**The exercise:** Extract every line of the data below that contains the word "black", treating uppercase and lowercase letters as different.
#####
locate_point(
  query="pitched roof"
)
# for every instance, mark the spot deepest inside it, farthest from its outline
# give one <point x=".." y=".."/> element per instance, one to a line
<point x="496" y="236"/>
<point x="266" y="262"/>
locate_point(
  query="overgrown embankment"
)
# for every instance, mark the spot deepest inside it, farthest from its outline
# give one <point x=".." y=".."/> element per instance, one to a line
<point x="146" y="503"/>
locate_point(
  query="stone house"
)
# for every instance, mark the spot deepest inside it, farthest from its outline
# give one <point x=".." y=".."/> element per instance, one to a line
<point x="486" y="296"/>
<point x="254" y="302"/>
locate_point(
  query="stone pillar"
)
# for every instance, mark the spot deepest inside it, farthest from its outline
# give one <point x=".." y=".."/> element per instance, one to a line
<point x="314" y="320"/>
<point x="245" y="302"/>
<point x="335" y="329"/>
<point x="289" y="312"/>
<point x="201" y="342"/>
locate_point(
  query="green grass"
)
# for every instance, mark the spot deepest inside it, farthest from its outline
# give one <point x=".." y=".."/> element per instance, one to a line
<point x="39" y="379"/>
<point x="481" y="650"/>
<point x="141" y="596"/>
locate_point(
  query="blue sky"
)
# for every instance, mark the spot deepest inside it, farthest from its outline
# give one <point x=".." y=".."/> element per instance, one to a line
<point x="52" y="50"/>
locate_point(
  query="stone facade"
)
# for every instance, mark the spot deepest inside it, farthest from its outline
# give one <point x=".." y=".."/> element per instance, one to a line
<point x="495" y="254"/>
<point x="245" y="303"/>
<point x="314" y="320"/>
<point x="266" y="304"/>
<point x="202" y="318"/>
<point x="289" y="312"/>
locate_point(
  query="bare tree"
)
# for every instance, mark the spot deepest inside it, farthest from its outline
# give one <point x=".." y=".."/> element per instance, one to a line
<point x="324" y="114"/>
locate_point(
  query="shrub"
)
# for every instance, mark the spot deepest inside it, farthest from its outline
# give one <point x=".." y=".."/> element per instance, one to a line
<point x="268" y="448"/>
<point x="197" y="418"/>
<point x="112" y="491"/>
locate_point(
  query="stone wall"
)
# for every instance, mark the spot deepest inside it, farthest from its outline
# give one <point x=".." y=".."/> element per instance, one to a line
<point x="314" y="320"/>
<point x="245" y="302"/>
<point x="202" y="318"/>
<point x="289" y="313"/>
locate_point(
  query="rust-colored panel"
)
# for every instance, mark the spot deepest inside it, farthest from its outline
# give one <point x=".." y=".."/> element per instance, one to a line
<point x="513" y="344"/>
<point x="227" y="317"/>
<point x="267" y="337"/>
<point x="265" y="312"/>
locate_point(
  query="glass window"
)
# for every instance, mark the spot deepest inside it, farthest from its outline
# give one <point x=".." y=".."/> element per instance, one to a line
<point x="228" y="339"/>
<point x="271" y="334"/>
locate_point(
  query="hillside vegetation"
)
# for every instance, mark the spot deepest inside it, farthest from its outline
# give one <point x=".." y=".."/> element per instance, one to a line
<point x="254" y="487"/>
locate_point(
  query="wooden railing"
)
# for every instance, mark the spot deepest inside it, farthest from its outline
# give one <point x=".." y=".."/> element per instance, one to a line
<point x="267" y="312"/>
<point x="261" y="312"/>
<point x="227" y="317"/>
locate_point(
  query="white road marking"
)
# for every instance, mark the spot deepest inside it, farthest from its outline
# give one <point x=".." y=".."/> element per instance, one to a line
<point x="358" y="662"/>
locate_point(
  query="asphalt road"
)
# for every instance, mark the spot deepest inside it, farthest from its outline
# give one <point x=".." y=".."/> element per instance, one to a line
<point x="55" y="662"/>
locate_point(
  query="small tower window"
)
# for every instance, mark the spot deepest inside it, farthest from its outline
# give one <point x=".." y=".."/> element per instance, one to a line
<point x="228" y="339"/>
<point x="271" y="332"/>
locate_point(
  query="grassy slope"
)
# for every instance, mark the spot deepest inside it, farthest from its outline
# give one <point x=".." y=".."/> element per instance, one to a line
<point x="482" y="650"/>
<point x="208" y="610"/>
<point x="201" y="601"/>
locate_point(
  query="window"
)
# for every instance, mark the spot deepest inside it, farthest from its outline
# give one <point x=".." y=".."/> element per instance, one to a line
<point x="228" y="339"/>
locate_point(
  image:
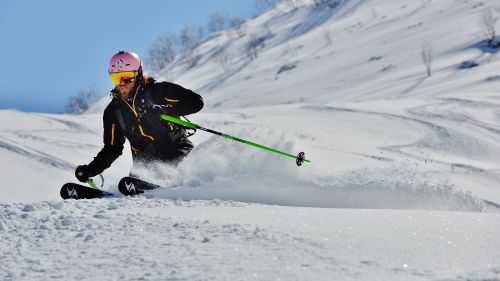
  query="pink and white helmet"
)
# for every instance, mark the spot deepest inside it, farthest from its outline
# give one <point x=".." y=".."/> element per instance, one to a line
<point x="125" y="61"/>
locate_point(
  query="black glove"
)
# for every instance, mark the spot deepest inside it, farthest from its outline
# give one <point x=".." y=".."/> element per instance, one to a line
<point x="82" y="173"/>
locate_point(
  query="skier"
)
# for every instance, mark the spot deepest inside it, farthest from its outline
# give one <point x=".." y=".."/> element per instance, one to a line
<point x="134" y="114"/>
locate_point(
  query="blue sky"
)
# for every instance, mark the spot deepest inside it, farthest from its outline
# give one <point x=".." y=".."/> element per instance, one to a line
<point x="51" y="49"/>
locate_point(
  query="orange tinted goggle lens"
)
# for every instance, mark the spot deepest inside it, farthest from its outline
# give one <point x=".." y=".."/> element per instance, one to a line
<point x="117" y="77"/>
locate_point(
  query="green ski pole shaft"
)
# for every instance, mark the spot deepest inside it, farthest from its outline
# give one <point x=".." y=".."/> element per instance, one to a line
<point x="300" y="158"/>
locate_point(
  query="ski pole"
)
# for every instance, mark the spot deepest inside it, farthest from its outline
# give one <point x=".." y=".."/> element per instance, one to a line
<point x="299" y="159"/>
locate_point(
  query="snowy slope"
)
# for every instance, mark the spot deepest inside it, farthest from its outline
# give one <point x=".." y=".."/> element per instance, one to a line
<point x="403" y="184"/>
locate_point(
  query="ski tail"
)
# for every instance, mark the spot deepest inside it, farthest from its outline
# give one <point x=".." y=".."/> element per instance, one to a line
<point x="78" y="191"/>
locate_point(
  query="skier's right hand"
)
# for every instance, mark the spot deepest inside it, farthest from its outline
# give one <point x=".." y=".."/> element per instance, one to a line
<point x="82" y="173"/>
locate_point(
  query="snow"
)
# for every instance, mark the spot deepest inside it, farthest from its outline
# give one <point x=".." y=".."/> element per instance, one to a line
<point x="403" y="182"/>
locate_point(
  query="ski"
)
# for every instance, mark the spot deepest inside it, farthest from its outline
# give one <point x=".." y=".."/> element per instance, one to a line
<point x="78" y="191"/>
<point x="133" y="186"/>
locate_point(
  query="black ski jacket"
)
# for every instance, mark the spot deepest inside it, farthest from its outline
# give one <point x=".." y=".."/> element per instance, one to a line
<point x="138" y="120"/>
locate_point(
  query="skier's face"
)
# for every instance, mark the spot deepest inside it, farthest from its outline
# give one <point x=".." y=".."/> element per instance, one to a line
<point x="125" y="88"/>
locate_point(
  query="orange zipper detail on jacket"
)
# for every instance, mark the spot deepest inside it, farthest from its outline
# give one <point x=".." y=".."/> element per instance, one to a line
<point x="113" y="134"/>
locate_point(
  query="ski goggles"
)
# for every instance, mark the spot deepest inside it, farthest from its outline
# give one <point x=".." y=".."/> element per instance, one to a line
<point x="125" y="77"/>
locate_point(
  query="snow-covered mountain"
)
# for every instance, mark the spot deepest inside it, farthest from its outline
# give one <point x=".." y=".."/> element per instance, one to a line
<point x="404" y="182"/>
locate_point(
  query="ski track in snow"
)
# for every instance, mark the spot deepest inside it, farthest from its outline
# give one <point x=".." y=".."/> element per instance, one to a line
<point x="64" y="240"/>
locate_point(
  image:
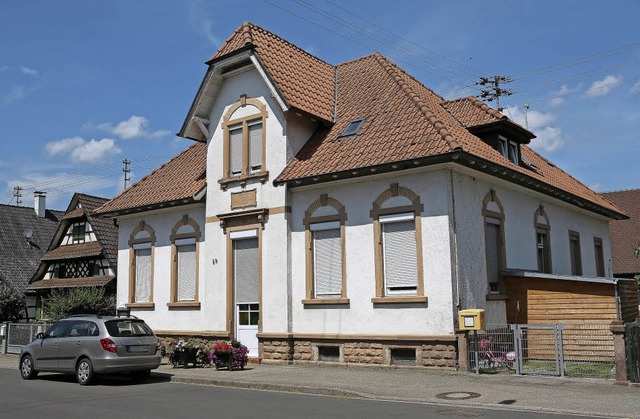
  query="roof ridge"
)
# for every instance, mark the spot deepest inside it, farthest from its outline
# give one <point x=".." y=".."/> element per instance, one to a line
<point x="418" y="101"/>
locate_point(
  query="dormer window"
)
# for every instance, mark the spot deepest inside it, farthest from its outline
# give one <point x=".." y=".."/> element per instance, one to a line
<point x="352" y="128"/>
<point x="509" y="149"/>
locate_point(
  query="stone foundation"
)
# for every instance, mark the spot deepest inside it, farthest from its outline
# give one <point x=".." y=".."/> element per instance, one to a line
<point x="427" y="354"/>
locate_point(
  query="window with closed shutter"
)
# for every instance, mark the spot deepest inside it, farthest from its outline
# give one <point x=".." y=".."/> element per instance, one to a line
<point x="143" y="275"/>
<point x="400" y="256"/>
<point x="255" y="146"/>
<point x="186" y="272"/>
<point x="235" y="150"/>
<point x="327" y="264"/>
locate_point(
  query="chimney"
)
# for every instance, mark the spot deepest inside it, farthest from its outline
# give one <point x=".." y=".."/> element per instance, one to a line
<point x="40" y="202"/>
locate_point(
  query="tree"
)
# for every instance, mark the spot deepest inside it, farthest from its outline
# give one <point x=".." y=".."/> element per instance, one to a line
<point x="13" y="304"/>
<point x="92" y="300"/>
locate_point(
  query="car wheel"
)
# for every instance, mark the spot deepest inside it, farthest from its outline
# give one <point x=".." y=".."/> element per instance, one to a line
<point x="141" y="375"/>
<point x="27" y="371"/>
<point x="84" y="372"/>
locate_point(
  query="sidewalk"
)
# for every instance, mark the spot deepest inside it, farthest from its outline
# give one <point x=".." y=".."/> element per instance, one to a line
<point x="540" y="394"/>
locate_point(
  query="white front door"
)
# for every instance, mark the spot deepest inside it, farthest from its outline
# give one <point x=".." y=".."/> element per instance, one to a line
<point x="246" y="261"/>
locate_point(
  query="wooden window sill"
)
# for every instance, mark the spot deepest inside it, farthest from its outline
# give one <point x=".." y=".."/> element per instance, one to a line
<point x="184" y="304"/>
<point x="141" y="305"/>
<point x="400" y="300"/>
<point x="225" y="181"/>
<point x="325" y="301"/>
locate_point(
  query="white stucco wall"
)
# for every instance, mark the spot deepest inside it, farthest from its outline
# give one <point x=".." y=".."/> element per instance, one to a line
<point x="361" y="316"/>
<point x="519" y="206"/>
<point x="161" y="317"/>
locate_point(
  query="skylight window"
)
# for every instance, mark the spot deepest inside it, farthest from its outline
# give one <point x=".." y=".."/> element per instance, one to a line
<point x="352" y="128"/>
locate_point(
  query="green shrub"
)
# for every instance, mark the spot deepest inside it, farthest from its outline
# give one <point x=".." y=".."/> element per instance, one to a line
<point x="12" y="304"/>
<point x="65" y="302"/>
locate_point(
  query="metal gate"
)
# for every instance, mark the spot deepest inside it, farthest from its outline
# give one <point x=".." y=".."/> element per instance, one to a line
<point x="633" y="351"/>
<point x="20" y="334"/>
<point x="539" y="349"/>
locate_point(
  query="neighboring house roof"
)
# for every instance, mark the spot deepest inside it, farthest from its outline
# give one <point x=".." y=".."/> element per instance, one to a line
<point x="406" y="125"/>
<point x="176" y="182"/>
<point x="81" y="208"/>
<point x="19" y="256"/>
<point x="625" y="234"/>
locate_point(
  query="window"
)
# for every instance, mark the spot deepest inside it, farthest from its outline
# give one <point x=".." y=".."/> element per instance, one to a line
<point x="352" y="128"/>
<point x="399" y="275"/>
<point x="599" y="251"/>
<point x="543" y="242"/>
<point x="141" y="253"/>
<point x="244" y="144"/>
<point x="509" y="149"/>
<point x="494" y="243"/>
<point x="574" y="253"/>
<point x="184" y="273"/>
<point x="326" y="279"/>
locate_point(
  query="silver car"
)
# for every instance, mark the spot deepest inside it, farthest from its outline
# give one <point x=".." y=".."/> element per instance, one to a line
<point x="86" y="345"/>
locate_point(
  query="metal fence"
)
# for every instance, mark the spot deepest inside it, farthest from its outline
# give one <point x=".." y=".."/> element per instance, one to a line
<point x="574" y="350"/>
<point x="20" y="334"/>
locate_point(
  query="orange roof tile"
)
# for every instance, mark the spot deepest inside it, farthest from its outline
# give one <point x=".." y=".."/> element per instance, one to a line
<point x="177" y="180"/>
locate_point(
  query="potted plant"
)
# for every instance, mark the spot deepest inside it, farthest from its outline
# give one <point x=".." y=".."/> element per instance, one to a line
<point x="229" y="354"/>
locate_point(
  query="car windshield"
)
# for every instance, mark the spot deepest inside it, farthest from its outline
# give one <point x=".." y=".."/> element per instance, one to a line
<point x="121" y="328"/>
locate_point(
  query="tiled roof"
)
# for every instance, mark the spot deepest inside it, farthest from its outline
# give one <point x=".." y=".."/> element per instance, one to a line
<point x="93" y="281"/>
<point x="73" y="251"/>
<point x="19" y="257"/>
<point x="305" y="82"/>
<point x="177" y="180"/>
<point x="625" y="234"/>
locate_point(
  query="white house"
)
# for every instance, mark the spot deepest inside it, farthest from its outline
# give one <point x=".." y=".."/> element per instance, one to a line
<point x="344" y="212"/>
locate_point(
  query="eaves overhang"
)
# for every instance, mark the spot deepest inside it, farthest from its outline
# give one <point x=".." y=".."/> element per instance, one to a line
<point x="465" y="159"/>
#####
**Task result:**
  query="black glove"
  query="black ski jacket"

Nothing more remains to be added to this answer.